▶ [Prompt]: Please answer from the passage on statistical multiplexing: what happens when a large number of input streams need high throughput at the same time?

▶ [Document passage]:
==============================

The present invention relates to the field of digital video transmission, and particularly to the statistical multiplexing of digital video streams.
A statistical multiplexer is used in a media broadcast chain to combine multiple input streams to transmit over a single output pipe having a maximum bandwidth limit. Typically, the input streams will be of variable bit rate since the bit rates of the media encoders generating the streams will depend on variations in the sources, such as, for example, video scene changes.
Statistical multiplexers use different techniques to accommodate input streams having variable bit rates in the constant bit rate output. Most of the techniques currently used will have an impact on the quality of the stream. One of the methods used by statistical multiplexers is to divide the output communication channel into an arbitrary number of variable bit rate digital channels. Each digital channel will be allocated according to the instantaneous traffic demand of the input streams. This kind of output link sharing provides means of satisfying the variable bit rate needs of the input streams at different instants of time. If a large number of input streams are in need of high throughput at the same time, however, such link sharing often fails. In this situation, not all of the input streams will be able to get the bandwidth they require, and quality is sacrificed in order to accommodate the fixed width output.

==============================

▶ [Listed entries]:
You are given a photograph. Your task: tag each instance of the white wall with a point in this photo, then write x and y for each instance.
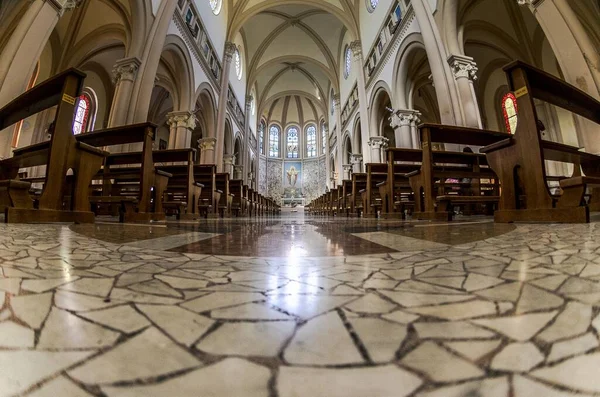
(346, 84)
(239, 85)
(371, 22)
(216, 25)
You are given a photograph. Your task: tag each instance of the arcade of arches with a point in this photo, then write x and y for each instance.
(292, 97)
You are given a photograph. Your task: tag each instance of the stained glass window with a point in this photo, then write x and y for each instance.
(238, 64)
(261, 137)
(311, 141)
(348, 62)
(82, 112)
(323, 138)
(292, 143)
(274, 141)
(216, 5)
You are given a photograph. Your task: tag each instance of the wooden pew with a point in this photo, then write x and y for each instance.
(252, 208)
(396, 193)
(211, 196)
(226, 199)
(60, 200)
(183, 192)
(432, 201)
(359, 182)
(519, 160)
(236, 189)
(372, 202)
(130, 179)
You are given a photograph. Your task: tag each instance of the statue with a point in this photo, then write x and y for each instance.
(292, 176)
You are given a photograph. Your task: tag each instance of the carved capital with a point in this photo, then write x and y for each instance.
(356, 47)
(356, 158)
(378, 142)
(230, 49)
(126, 69)
(228, 159)
(182, 120)
(207, 143)
(463, 67)
(404, 117)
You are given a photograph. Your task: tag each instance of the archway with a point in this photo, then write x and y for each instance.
(380, 114)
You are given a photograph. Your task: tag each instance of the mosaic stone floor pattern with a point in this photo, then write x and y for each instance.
(512, 315)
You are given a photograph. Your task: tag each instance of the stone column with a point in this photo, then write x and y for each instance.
(182, 123)
(247, 132)
(378, 144)
(465, 72)
(347, 172)
(207, 150)
(356, 160)
(445, 89)
(363, 102)
(404, 122)
(150, 58)
(414, 129)
(124, 73)
(222, 111)
(238, 171)
(337, 105)
(228, 164)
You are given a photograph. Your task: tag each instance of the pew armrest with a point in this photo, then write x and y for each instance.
(497, 146)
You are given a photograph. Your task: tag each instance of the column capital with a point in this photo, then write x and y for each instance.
(207, 143)
(337, 103)
(230, 49)
(126, 69)
(182, 119)
(463, 67)
(404, 117)
(356, 47)
(228, 159)
(356, 158)
(378, 142)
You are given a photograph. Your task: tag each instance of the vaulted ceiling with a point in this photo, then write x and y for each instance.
(293, 50)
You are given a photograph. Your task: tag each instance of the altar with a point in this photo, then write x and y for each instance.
(290, 201)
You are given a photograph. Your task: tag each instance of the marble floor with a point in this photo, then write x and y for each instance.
(296, 307)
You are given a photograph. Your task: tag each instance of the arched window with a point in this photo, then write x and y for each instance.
(372, 5)
(81, 120)
(323, 137)
(332, 103)
(274, 141)
(238, 63)
(311, 141)
(292, 143)
(216, 6)
(261, 137)
(347, 62)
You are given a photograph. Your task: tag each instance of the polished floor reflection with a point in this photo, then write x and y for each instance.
(300, 307)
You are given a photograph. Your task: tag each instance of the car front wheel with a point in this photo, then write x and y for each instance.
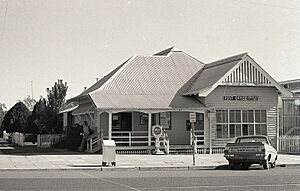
(266, 164)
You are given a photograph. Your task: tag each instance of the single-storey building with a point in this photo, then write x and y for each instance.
(231, 97)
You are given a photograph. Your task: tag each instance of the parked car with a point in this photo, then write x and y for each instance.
(248, 150)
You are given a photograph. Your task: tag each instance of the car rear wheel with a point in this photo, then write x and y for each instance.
(245, 165)
(273, 165)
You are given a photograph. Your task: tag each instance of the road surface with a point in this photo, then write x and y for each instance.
(287, 178)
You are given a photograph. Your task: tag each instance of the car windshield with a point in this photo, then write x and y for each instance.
(251, 139)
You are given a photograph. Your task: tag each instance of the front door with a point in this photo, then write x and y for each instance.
(122, 121)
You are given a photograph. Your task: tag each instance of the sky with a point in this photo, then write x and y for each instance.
(78, 41)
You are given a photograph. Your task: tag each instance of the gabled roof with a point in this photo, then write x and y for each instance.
(239, 70)
(148, 82)
(211, 73)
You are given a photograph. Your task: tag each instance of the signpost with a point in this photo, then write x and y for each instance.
(193, 120)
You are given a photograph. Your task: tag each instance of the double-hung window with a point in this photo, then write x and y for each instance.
(233, 123)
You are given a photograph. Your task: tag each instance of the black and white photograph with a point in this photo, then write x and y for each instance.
(149, 95)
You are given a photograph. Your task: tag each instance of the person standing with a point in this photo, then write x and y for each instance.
(85, 134)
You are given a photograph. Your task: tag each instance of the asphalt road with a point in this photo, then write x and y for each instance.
(287, 178)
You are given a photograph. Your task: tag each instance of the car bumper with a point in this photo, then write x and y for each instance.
(256, 157)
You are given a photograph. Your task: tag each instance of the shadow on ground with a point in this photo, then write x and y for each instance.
(12, 149)
(226, 167)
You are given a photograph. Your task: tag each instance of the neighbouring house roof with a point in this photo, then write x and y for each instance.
(97, 84)
(83, 108)
(68, 107)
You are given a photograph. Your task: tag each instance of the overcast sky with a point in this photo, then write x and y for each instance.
(79, 40)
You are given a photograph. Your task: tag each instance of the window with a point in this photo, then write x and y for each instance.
(233, 123)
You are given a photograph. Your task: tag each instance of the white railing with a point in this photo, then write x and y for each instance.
(289, 144)
(199, 134)
(93, 141)
(130, 138)
(18, 138)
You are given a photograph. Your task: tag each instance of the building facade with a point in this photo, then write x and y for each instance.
(231, 97)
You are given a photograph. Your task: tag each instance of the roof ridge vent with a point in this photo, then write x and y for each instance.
(167, 51)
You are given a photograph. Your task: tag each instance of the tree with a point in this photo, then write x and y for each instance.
(45, 115)
(56, 95)
(15, 119)
(29, 102)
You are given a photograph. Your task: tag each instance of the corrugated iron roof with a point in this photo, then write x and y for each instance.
(212, 72)
(150, 82)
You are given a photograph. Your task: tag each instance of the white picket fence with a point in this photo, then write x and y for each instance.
(47, 141)
(289, 144)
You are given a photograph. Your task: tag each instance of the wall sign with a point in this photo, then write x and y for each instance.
(240, 98)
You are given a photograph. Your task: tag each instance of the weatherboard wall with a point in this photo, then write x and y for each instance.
(267, 100)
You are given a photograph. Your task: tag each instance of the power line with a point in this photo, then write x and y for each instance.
(266, 4)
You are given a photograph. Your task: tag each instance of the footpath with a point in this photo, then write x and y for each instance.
(68, 160)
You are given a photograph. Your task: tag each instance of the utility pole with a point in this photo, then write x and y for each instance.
(192, 121)
(31, 82)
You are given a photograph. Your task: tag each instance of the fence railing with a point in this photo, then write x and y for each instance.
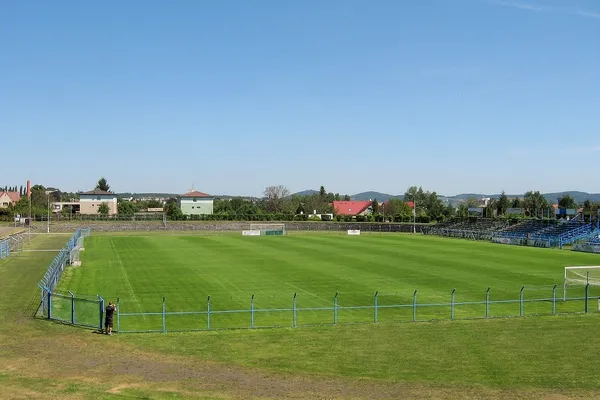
(376, 308)
(54, 271)
(4, 248)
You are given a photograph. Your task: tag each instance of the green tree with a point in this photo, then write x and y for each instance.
(516, 203)
(275, 198)
(126, 208)
(375, 206)
(103, 185)
(173, 211)
(103, 209)
(502, 204)
(535, 203)
(566, 201)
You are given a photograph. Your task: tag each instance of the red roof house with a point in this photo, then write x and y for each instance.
(351, 207)
(195, 193)
(7, 198)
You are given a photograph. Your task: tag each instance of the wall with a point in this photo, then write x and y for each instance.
(198, 207)
(90, 204)
(211, 226)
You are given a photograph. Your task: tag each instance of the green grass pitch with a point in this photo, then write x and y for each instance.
(142, 269)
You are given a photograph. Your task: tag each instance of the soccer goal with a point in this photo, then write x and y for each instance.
(74, 259)
(269, 229)
(581, 276)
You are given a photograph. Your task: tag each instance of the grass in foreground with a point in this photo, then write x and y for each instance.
(141, 269)
(545, 357)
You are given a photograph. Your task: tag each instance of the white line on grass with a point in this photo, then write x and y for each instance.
(126, 278)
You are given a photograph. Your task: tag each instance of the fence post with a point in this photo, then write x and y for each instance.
(554, 300)
(252, 312)
(118, 315)
(294, 311)
(487, 302)
(208, 313)
(521, 303)
(72, 308)
(101, 304)
(587, 291)
(452, 305)
(376, 317)
(164, 315)
(49, 305)
(415, 305)
(335, 309)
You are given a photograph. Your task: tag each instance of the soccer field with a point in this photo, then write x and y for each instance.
(142, 269)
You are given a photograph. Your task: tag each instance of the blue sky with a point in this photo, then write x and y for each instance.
(232, 96)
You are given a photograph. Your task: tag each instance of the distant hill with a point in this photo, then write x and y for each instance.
(552, 198)
(375, 195)
(309, 192)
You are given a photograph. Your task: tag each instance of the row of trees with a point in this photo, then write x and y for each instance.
(20, 189)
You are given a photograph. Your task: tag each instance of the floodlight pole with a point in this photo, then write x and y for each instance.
(415, 213)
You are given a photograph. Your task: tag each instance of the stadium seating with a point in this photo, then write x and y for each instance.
(478, 229)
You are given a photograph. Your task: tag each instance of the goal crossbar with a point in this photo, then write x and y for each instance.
(581, 275)
(265, 228)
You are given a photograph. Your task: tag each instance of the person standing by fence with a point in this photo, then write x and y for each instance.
(108, 319)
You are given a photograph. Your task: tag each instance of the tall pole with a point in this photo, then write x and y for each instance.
(415, 213)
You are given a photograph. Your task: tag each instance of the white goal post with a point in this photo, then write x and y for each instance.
(269, 229)
(581, 276)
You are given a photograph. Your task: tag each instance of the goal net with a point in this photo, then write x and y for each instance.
(269, 229)
(74, 259)
(581, 276)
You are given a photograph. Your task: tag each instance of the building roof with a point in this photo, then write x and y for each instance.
(14, 196)
(98, 192)
(351, 207)
(408, 203)
(195, 193)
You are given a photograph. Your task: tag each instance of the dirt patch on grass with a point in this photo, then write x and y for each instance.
(69, 355)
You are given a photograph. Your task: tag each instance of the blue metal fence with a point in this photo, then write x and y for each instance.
(52, 305)
(342, 311)
(4, 248)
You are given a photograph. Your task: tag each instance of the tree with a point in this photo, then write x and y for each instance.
(502, 204)
(322, 192)
(103, 209)
(375, 206)
(566, 202)
(173, 211)
(126, 208)
(535, 203)
(103, 185)
(275, 196)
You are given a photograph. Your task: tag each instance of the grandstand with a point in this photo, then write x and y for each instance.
(543, 233)
(476, 229)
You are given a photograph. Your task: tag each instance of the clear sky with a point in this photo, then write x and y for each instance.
(233, 95)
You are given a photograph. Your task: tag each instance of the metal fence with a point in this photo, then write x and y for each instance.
(4, 248)
(342, 309)
(54, 271)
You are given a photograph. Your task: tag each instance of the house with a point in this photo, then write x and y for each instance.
(90, 201)
(196, 203)
(353, 208)
(9, 198)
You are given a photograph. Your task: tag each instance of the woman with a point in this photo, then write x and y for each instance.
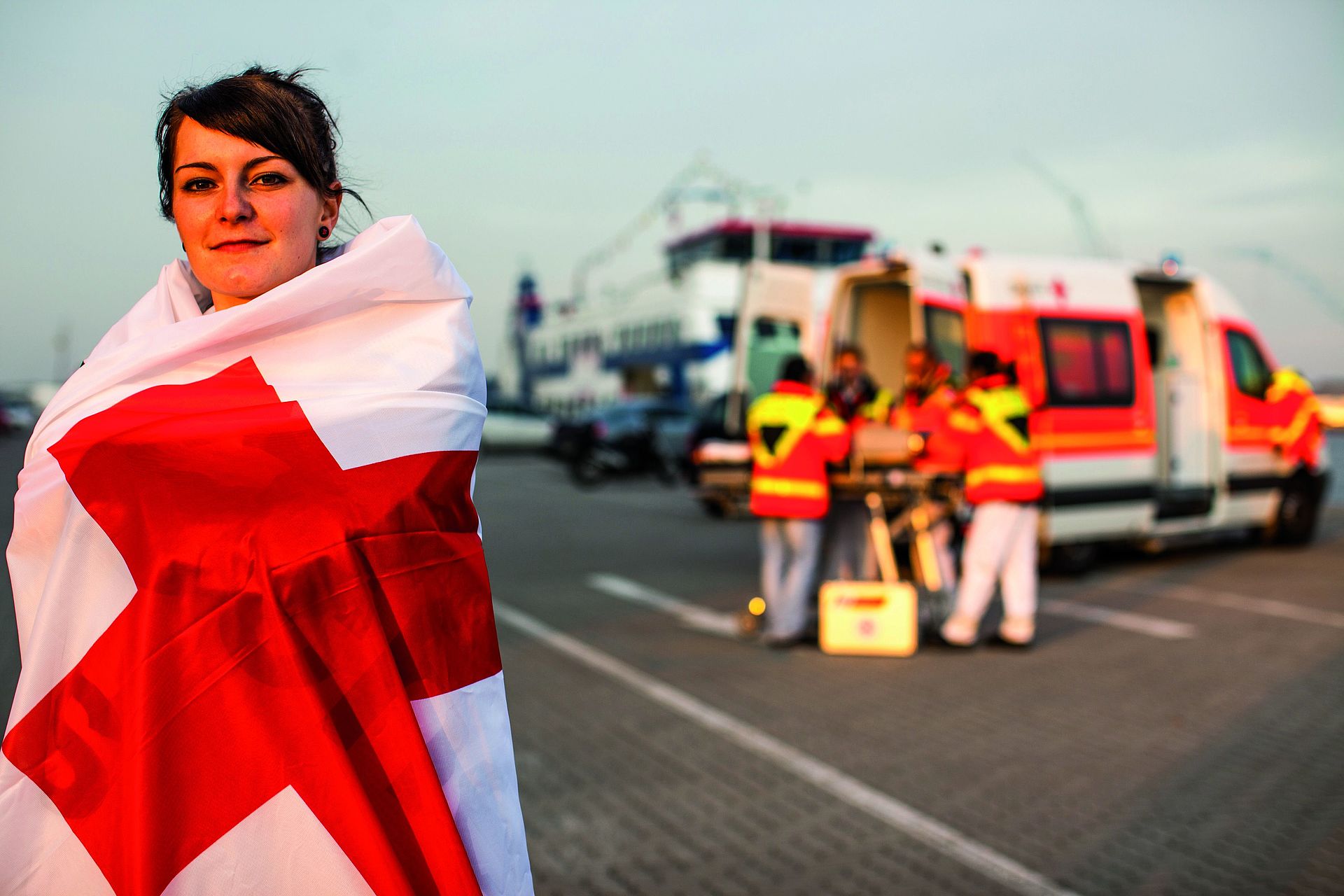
(258, 648)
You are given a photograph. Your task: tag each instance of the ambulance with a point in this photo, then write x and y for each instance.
(1149, 384)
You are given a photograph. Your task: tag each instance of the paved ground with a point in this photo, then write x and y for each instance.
(1194, 751)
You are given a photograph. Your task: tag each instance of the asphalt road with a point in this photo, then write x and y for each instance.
(1176, 731)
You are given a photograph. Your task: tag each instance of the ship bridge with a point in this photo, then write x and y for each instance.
(736, 239)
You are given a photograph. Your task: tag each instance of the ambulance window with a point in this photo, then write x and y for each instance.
(946, 336)
(771, 343)
(1088, 363)
(1249, 365)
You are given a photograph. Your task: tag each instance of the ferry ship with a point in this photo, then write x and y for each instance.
(675, 335)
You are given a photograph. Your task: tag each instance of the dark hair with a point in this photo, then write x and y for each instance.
(850, 348)
(983, 365)
(264, 106)
(796, 370)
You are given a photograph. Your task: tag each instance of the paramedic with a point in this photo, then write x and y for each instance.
(858, 400)
(987, 428)
(853, 393)
(792, 434)
(923, 410)
(1296, 431)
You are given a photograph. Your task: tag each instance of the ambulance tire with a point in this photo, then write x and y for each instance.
(587, 470)
(1072, 559)
(1298, 510)
(714, 510)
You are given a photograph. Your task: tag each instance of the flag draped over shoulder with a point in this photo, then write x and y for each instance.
(258, 648)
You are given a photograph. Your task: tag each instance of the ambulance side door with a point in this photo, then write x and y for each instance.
(1253, 469)
(774, 321)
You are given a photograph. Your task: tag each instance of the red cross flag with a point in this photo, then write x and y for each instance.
(258, 647)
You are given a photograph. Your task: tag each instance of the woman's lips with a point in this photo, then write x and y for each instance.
(238, 245)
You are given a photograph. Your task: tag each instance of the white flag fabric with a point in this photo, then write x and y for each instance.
(255, 626)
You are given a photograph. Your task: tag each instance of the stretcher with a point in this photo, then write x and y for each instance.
(886, 617)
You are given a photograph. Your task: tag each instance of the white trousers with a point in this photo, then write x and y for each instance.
(848, 543)
(1002, 547)
(790, 554)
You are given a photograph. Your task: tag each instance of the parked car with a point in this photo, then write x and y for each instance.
(640, 435)
(512, 428)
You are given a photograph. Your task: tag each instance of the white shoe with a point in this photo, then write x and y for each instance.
(1018, 630)
(960, 631)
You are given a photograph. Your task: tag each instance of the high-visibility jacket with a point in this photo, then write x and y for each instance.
(1296, 431)
(987, 430)
(793, 435)
(863, 402)
(926, 415)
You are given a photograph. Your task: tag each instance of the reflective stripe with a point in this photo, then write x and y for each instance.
(964, 422)
(788, 488)
(1124, 438)
(879, 409)
(1002, 473)
(1247, 433)
(1291, 433)
(997, 407)
(1287, 382)
(793, 413)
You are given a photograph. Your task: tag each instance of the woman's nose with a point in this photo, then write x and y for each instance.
(234, 204)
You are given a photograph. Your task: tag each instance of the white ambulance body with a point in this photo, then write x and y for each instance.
(1149, 382)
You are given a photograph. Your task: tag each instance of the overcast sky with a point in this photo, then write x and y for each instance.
(528, 133)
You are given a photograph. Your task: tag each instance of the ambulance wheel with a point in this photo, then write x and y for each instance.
(1072, 559)
(1298, 510)
(714, 510)
(588, 470)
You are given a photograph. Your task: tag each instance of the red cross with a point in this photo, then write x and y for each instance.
(286, 613)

==============================

▶ [Exercise solution]: The link sharing often fails, so not all input streams get the bandwidth they require, and quality is sacrificed to accommodate the fixed-width output.